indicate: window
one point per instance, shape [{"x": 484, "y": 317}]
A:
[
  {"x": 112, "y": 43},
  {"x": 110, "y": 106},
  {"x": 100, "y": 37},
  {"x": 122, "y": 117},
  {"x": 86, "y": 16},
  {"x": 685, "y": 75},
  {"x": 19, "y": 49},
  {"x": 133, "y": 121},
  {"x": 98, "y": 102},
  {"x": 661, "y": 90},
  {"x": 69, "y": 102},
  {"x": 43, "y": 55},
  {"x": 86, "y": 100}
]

● **Exercise goal**
Can you repeat the records above, every line, word for word?

● **Answer to the exercise**
indicate: window
one point per instance, shape [{"x": 484, "y": 317}]
A:
[
  {"x": 112, "y": 43},
  {"x": 110, "y": 106},
  {"x": 100, "y": 37},
  {"x": 122, "y": 117},
  {"x": 86, "y": 16},
  {"x": 685, "y": 75},
  {"x": 19, "y": 49},
  {"x": 133, "y": 121},
  {"x": 98, "y": 102},
  {"x": 661, "y": 90},
  {"x": 69, "y": 102},
  {"x": 43, "y": 55},
  {"x": 86, "y": 100}
]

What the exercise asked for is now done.